───── Source information

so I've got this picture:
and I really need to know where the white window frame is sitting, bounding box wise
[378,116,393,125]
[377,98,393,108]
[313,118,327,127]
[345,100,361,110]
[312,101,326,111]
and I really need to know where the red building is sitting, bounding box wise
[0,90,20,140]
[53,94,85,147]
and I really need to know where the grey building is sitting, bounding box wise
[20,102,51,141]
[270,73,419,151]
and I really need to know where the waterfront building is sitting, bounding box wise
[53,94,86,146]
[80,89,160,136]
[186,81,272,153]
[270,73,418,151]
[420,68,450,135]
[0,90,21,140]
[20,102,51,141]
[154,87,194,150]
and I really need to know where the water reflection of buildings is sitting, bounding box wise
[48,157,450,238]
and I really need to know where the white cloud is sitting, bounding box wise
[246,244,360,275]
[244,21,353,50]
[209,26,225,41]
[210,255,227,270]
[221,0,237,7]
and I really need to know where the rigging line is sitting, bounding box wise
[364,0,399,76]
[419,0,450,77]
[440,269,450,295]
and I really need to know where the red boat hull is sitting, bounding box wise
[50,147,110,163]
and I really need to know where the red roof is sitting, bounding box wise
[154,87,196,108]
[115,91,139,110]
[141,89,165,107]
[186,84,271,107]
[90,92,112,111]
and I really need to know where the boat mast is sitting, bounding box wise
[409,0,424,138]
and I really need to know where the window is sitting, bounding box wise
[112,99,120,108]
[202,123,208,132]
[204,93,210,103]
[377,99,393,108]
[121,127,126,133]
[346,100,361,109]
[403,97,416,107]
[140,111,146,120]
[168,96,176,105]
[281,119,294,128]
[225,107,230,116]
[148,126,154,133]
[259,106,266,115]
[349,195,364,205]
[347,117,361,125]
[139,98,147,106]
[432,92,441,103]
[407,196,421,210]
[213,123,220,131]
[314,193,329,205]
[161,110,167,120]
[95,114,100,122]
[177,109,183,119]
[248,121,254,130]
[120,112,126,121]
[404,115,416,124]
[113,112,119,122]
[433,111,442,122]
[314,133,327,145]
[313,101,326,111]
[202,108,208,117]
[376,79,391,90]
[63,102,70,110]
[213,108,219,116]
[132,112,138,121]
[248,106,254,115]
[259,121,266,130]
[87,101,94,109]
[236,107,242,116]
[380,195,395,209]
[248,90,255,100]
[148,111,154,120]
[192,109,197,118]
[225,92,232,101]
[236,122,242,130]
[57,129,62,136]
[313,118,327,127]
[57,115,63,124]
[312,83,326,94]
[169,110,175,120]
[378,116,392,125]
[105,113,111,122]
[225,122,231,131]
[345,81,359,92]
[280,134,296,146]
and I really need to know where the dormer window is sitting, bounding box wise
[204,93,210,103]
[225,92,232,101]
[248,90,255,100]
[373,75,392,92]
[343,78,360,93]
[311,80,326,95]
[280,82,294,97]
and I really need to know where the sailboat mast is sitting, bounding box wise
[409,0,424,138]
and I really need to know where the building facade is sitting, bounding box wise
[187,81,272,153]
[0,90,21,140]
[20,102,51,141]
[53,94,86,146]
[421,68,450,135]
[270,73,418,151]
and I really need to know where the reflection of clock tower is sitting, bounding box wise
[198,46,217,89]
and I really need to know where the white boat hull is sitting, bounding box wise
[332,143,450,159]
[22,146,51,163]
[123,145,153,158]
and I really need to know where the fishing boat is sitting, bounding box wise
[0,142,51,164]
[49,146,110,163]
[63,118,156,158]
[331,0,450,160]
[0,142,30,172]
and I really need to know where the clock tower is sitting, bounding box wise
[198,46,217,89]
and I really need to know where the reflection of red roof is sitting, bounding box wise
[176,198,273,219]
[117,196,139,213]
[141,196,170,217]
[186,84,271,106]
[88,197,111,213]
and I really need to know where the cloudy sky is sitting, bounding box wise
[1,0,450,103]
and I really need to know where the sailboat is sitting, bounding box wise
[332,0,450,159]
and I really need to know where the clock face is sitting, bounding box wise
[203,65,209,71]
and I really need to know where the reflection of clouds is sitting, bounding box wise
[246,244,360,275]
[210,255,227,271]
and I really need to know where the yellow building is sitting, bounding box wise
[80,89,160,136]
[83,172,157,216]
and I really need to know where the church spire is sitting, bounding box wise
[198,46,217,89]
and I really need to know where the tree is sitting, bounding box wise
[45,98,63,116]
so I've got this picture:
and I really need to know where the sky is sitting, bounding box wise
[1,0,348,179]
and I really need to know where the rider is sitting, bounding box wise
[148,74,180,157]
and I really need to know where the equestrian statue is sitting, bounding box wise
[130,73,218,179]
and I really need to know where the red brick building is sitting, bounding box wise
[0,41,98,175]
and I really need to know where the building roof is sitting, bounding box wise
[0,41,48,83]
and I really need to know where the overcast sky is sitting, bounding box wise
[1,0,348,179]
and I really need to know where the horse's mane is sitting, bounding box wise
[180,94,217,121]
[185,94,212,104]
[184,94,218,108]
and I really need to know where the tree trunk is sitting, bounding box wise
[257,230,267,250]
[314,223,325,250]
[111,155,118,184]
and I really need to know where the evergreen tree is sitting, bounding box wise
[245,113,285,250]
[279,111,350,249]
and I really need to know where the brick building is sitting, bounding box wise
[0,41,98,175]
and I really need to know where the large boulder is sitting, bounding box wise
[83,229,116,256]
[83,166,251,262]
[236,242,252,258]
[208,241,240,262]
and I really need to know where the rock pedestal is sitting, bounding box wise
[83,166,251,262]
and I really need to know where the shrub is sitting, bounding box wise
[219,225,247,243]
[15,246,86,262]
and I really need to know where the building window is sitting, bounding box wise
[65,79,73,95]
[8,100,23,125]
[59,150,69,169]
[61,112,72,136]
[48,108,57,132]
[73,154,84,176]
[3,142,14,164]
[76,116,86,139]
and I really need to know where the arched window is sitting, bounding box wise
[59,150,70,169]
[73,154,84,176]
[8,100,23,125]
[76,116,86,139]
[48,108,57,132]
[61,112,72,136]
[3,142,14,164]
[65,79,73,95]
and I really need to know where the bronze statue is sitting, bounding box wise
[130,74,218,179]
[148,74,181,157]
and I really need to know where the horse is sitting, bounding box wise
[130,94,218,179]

──────────

_To do_
Reproduce each entry word for word.

_Response area_
so I've got this picture:
and I really need to know where the white window frame is sitting, bounding box wise
[378,116,393,125]
[377,98,393,108]
[313,118,327,127]
[345,100,361,110]
[312,101,326,111]
and I really need to know where the red building is sitting, bounding box wise
[0,90,20,140]
[53,94,85,147]
and I really need to know where the grey building is sitting, bounding box wise
[20,102,51,141]
[270,73,419,151]
and I really need to know where the waterfront building is sitting, bounding box wise
[53,94,86,146]
[80,89,160,136]
[186,81,272,153]
[270,73,418,151]
[420,68,450,135]
[0,90,21,140]
[20,102,51,141]
[154,87,194,150]
and I really need to know where the water reflection of buildings is sitting, bounding box wise
[48,157,450,238]
and I really need to know where the white cloud is sitting, bounding box wise
[246,244,360,275]
[244,21,353,50]
[209,26,225,41]
[210,255,227,270]
[221,0,237,7]
and I really need to know where the rigging line is sitting, bounding box wise
[364,0,399,76]
[419,0,450,77]
[440,269,450,295]
and I really need to know where the red boat hull is sitting, bounding box wise
[50,147,110,163]
and I really need to know where the red roof is sitting, bounding box wise
[154,87,196,108]
[115,91,139,110]
[141,89,165,107]
[186,84,271,107]
[90,92,112,111]
and I really need to know where the boat mast is sitting, bounding box wise
[409,0,424,138]
and I really need to know where the window is sitting, bounding box wise
[112,99,120,108]
[202,123,208,132]
[204,93,210,103]
[377,99,393,108]
[121,127,126,133]
[346,100,361,109]
[403,97,416,107]
[140,111,146,120]
[168,96,176,105]
[281,119,294,128]
[225,107,230,116]
[148,126,154,133]
[259,106,266,115]
[349,195,364,205]
[347,117,361,125]
[139,98,147,106]
[432,92,441,103]
[407,196,421,210]
[213,123,220,131]
[314,193,329,205]
[161,110,167,120]
[95,114,100,122]
[177,109,183,119]
[248,121,254,130]
[120,112,126,121]
[404,115,416,124]
[113,112,119,122]
[433,111,442,122]
[314,133,327,145]
[313,101,326,111]
[202,108,208,117]
[376,79,391,90]
[63,102,70,110]
[213,108,219,116]
[132,112,138,121]
[248,106,254,115]
[259,121,266,130]
[87,101,94,109]
[236,107,242,116]
[380,195,395,209]
[248,90,255,100]
[148,111,154,120]
[192,109,197,118]
[225,92,232,101]
[236,122,242,130]
[57,129,62,136]
[313,118,327,127]
[57,115,63,124]
[312,83,326,94]
[169,110,175,120]
[378,116,392,125]
[105,113,111,122]
[225,122,231,131]
[345,81,359,92]
[280,134,296,146]
and I really need to know where the dormer window is sitting, bounding box wise
[204,93,210,103]
[225,92,232,101]
[248,90,255,100]
[373,75,392,92]
[343,78,360,93]
[311,80,326,95]
[280,82,294,97]
and I really need to know where the sailboat mast is sitting, bounding box wise
[409,0,424,138]
and I really need to know where the building facade is sitting, bounding box wise
[187,81,272,153]
[0,90,21,140]
[20,102,51,141]
[53,94,86,146]
[421,68,450,135]
[270,73,418,151]
and I really need to know where the reflection of clock tower is sitting, bounding box wise
[198,46,217,89]
and I really need to know where the white boat hull is sitting, bounding box wise
[332,143,450,159]
[22,146,51,163]
[123,145,153,158]
and I really need to know where the fishing boat is sitting, bounding box wise
[0,142,51,164]
[49,146,110,163]
[63,118,156,158]
[331,0,450,160]
[0,142,30,172]
and I really need to know where the clock tower is sitting, bounding box wise
[198,46,217,89]
and I really need to know where the reflection of red roof is sitting, bounding box wise
[176,198,273,219]
[117,196,139,213]
[141,196,170,217]
[186,84,271,106]
[88,197,111,213]
and I really need to know where the cloudy sky is sitting, bounding box wise
[1,0,450,103]
and I really need to know where the sailboat is sitting, bounding box wise
[332,0,450,159]
and I really need to know where the clock face is sitting, bounding box wise
[203,65,209,71]
and I really need to know where the reflection of clouds is sitting, bounding box wise
[246,244,360,275]
[210,255,227,271]
and I really need to know where the yellow building is sitting, bounding box wise
[80,89,160,136]
[83,172,157,216]
and I really need to know where the church spire is sitting, bounding box wise
[198,46,217,89]
and I really need to know where the tree is sitting, bounding box wise
[45,98,63,116]
so I've got this picture:
and I really need to know where the sky is sitting, bounding box wise
[1,0,348,179]
and I really need to know where the rider is sitting, bounding box wise
[148,74,180,157]
and I really need to know where the equestrian statue is sitting, bounding box wise
[130,73,218,179]
and I really need to know where the red brick building is sitting, bounding box wise
[0,41,98,175]
and I really need to know where the building roof is sitting, bounding box wise
[0,41,48,83]
and I really need to know where the overcast sky is sitting, bounding box wise
[1,0,348,179]
and I really need to know where the horse's mane is sitting, bounding box wise
[180,94,217,121]
[185,94,212,104]
[184,94,218,108]
and I really need to know where the tree trunk is sitting, bounding box wise
[257,230,267,250]
[314,223,325,250]
[111,155,118,184]
and I really need to know where the evergreen tree is sitting, bounding box wise
[245,113,285,250]
[279,111,350,249]
and I really need to know where the brick building is sitting, bounding box wise
[0,41,98,175]
and I really need to know where the large boulder is sitting, bounding box wise
[83,229,116,256]
[83,166,251,262]
[236,242,252,258]
[208,241,240,262]
and I really need to know where the rock pedestal is sitting, bounding box wise
[83,166,251,262]
and I really need to know where the shrub is sitting, bounding box wise
[219,225,247,243]
[15,246,86,262]
and I really need to know where the building window is sitting, bounding box wise
[65,79,73,95]
[8,100,23,125]
[59,150,69,169]
[61,112,72,136]
[48,108,57,132]
[73,154,84,176]
[3,142,14,164]
[76,116,86,139]
and I really need to know where the arched window is sitting, bounding box wise
[59,150,70,169]
[73,154,84,176]
[8,100,23,125]
[76,116,86,139]
[48,108,57,132]
[61,112,72,136]
[3,142,14,164]
[65,79,73,95]
and I really need to know where the bronze statue is sitting, bounding box wise
[130,74,218,179]
[148,74,181,157]
and I really need to know where the horse is sitting, bounding box wise
[130,94,218,179]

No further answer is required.